Every line of the data must appear again in the answer, exactly as written.

════════════════

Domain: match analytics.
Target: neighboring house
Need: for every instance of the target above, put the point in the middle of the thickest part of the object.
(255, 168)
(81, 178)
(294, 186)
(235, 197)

════════════════

**Expected answer**
Domain: match analytics.
Target: neighboring house
Need: for every instance of the target above, put the point in the middle of the thickest part of the object.
(255, 168)
(81, 178)
(294, 186)
(235, 197)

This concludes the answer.